§ **DOCUMENT TEXT**:
Sugar exporters anticipate global sugar price hike
Indian sugar exporters are still waiting for the right period to enter further export deals.
Indian sugar traders are still waiting for international sugar prices to increase to enter further export deals, as per the trade body ISMA. Due to the drop in international raw sugar prices, not many export deals occurred in the last one month, further than the 38-40 lakh MTS of export agreements that have already been signed. Indian Sugar Mills Association (ISMA) also stated that, given that roughly 9 months are remaining for the present season, sugar traders are still waiting for the appropriate time to enter further trade contracts. During the October-November period of the current 2021-22 season, sugar exporters traded around 6.5 lakh MTS, higher than 3 lakh MTS in the year-ago period.
One of the sugar importing countries, Kenya has nearly exhausted its sugar import quota from the Common Market for Eastern and Southern Africa (Comesa) after ramping up imports to cover for a domestic production shortage. In October 2021, Kenya imported 201,530 MTS of sugar against the required 210,163 MTS, equivalent to 96% of the allotted quota as per The Sugar Directorate. Kenya has been struggling with a shortage of sugar supply caused by a disruption in production after breakdowns by some of the sugar millers in western Kenya.

§ **PROVIDED DATA**:
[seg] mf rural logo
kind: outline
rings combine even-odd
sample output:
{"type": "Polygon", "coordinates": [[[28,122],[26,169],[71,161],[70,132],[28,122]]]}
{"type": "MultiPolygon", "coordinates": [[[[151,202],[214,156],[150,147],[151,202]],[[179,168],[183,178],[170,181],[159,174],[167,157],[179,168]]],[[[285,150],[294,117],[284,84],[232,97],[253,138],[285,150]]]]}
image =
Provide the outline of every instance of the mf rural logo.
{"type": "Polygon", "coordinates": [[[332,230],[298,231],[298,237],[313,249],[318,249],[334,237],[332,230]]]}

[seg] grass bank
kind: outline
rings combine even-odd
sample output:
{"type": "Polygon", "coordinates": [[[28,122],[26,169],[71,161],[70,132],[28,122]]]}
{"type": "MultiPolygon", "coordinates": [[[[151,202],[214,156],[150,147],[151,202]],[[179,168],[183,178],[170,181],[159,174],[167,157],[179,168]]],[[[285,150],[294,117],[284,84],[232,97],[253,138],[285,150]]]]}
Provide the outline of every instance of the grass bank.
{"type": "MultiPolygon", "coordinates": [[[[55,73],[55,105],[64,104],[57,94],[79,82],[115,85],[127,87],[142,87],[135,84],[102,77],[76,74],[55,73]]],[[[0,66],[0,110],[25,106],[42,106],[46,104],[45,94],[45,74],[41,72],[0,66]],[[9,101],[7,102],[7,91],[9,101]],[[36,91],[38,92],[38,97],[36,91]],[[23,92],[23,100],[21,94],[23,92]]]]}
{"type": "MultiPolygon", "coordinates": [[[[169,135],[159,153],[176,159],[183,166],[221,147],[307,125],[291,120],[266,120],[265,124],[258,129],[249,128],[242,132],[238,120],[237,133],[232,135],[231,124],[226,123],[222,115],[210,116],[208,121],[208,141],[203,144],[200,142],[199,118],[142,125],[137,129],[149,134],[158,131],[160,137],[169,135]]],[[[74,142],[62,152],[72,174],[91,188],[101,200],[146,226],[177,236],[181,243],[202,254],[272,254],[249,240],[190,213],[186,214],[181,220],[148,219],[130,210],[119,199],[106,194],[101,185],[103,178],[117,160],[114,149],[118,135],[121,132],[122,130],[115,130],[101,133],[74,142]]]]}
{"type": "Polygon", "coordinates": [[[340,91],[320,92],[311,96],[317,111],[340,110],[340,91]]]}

§ **WORK ORDER 1**:
In the sugar export article, rewrite the stretch from "Indian sugar traders" through "the year-ago period.", changing "sugar traders" to "sugar dealers".
§ **WORK ORDER 2**:
Write the next part of the sugar export article, starting after its final sentence.

§ **FINAL ANSWER 1**:
Indian sugar dealers are still waiting for international sugar prices to increase to enter further export deals, as per the trade body ISMA. Due to the drop in international raw sugar prices, not many export deals occurred in the last one month, further than the 38-40 lakh MTS of export agreements that have already been signed. Indian Sugar Mills Association (ISMA) also stated that, given that roughly 9 months are remaining for the present season, sugar dealers are still waiting for the appropriate time to enter further trade contracts. During the October-November period of the current 2021-22 season, sugar exporters traded around 6.5 lakh MTS, higher than 3 lakh MTS in the year-ago period.

§ **FINAL ANSWER 2**:
European Union sugar production is set to bounce back in the marketing year 2021-22 (October 2021 to September 2022), as colder weather caused a lower incidence of virus yellows. S&P Global Platts Analytics assessed MY 2021-22 EU+UK sugar production at 17.495Mn MTS, increased from 15.565Mn MTS last MY. The increasing demand for Industrial ethanol, E10 as part of the energy transition with countries looking to fulfill their green plan is set to bolster ethanol requirement in the coming year. With sugar utilized as a feedstock for ethanol, this might increase trade requirements. The UK switched its standard gasoline requirement from E5 to E10, which can contain up to 10 percent ethanol. E10 was already in use in some parts of Europe, with France the highest European user of the fuel.